**YOUR INSTRUCTIONS**
Change "clear plastic cup" to "clear glass cup" in the data, starting with the line that contains "Can you find the black sunglasses" and continuing through the end of the data. Reproduce only those lines, with everything else left unchanged.

**ENTRIES SHOWN**

=-=-=

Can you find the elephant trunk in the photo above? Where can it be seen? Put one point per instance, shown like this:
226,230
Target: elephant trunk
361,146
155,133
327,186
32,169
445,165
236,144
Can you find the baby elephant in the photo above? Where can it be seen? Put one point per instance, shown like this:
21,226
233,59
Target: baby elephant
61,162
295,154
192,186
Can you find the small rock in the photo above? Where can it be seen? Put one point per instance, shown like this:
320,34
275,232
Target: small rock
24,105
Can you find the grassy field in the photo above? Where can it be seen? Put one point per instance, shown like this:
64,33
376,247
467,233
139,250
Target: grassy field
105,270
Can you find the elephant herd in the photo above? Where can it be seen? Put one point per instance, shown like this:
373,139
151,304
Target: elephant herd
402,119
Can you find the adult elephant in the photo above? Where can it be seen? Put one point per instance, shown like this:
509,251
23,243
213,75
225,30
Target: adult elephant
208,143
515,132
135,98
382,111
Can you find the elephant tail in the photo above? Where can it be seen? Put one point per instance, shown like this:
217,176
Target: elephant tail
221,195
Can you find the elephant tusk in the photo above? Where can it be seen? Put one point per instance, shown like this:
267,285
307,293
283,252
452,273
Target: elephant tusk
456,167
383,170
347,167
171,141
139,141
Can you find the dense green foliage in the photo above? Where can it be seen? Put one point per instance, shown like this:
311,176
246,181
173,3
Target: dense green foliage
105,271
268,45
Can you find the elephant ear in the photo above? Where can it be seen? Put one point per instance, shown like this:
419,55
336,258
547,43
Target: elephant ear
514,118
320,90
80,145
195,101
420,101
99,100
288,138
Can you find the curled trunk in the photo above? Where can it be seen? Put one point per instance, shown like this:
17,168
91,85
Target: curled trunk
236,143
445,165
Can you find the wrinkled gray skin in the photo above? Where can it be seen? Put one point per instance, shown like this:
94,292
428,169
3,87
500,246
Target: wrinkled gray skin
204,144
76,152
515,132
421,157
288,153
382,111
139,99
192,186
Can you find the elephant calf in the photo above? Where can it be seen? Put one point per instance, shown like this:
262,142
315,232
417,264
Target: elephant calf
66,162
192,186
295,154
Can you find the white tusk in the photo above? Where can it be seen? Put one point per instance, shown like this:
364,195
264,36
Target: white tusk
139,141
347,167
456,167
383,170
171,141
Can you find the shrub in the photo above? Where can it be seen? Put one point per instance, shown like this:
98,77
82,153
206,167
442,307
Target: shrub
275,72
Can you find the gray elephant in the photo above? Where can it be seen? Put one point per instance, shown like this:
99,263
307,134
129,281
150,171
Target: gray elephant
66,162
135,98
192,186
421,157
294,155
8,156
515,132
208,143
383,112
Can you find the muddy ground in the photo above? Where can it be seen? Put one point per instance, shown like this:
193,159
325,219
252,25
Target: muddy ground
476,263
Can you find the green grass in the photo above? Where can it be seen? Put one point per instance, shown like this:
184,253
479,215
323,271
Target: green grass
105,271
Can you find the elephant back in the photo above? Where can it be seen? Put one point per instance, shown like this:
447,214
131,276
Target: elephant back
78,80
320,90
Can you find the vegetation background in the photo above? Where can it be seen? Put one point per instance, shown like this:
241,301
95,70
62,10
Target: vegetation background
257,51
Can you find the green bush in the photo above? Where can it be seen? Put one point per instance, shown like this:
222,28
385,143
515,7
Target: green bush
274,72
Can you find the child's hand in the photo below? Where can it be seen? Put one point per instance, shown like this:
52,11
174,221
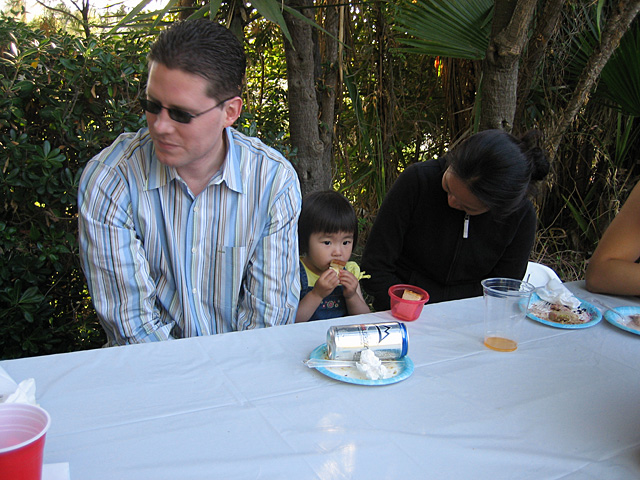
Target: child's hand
326,283
349,283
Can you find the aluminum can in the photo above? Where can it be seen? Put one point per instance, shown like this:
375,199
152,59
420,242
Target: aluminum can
389,340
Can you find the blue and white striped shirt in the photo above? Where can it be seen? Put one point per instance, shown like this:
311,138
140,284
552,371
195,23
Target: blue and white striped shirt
161,263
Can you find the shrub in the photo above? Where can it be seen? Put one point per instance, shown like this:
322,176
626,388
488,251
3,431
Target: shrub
62,99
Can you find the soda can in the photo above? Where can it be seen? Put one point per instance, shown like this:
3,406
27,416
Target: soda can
389,340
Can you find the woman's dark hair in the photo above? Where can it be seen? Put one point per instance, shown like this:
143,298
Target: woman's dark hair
326,211
203,48
499,169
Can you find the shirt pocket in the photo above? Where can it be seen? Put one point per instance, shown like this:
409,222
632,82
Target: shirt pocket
229,269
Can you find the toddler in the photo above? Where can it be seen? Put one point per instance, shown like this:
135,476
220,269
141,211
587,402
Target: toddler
328,231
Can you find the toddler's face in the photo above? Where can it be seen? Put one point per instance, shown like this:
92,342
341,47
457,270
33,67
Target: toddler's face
324,247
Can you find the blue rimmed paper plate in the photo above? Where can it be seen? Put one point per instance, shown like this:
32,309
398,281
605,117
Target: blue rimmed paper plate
616,321
585,316
403,369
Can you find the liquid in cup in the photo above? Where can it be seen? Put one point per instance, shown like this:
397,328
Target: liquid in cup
505,305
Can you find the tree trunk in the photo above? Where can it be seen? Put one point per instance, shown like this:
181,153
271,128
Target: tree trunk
547,21
498,89
312,144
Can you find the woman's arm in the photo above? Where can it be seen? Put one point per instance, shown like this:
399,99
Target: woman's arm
613,268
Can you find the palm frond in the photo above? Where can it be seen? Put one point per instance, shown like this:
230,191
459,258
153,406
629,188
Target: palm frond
456,29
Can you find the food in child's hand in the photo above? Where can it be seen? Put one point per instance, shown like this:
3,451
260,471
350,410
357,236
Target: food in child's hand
411,295
337,265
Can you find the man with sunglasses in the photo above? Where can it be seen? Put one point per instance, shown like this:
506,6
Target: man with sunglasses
188,227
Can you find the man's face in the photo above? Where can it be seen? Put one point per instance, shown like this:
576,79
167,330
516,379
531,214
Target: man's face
197,147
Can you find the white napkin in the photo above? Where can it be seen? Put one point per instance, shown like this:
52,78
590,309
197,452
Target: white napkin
556,292
11,392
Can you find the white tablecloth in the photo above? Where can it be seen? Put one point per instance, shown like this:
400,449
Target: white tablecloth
565,405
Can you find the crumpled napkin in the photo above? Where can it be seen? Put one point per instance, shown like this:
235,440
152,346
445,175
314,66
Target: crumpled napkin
11,392
555,292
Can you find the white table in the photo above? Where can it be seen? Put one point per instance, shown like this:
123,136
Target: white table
565,405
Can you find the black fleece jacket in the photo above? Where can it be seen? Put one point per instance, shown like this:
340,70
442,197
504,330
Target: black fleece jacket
418,239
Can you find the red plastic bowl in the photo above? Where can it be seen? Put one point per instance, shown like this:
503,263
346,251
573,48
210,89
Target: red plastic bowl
407,310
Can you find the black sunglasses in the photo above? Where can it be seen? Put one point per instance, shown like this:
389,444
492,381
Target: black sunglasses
176,114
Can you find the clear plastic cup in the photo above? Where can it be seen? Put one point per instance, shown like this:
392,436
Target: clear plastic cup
505,306
403,309
23,429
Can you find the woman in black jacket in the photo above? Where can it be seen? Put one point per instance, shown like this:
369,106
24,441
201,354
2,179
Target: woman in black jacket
447,224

=-=-=

**RESPONSE TO THE TASK**
Can you find the black sunglasses in the photo above? Where can it be seen? Put one point per instance, shown like this:
389,444
492,381
Target: black sunglasses
176,114
Can you find the clear glass cup in the photo above? Where can it be seen? Put one point per instance, shown like this:
392,436
Target: clear glass cup
505,306
403,309
23,429
Can you find the woman in black jacket in the photo above? Where can it be seen? Put one point per instance, shown like this:
369,106
24,441
201,354
2,179
Target: woman in black jacket
447,224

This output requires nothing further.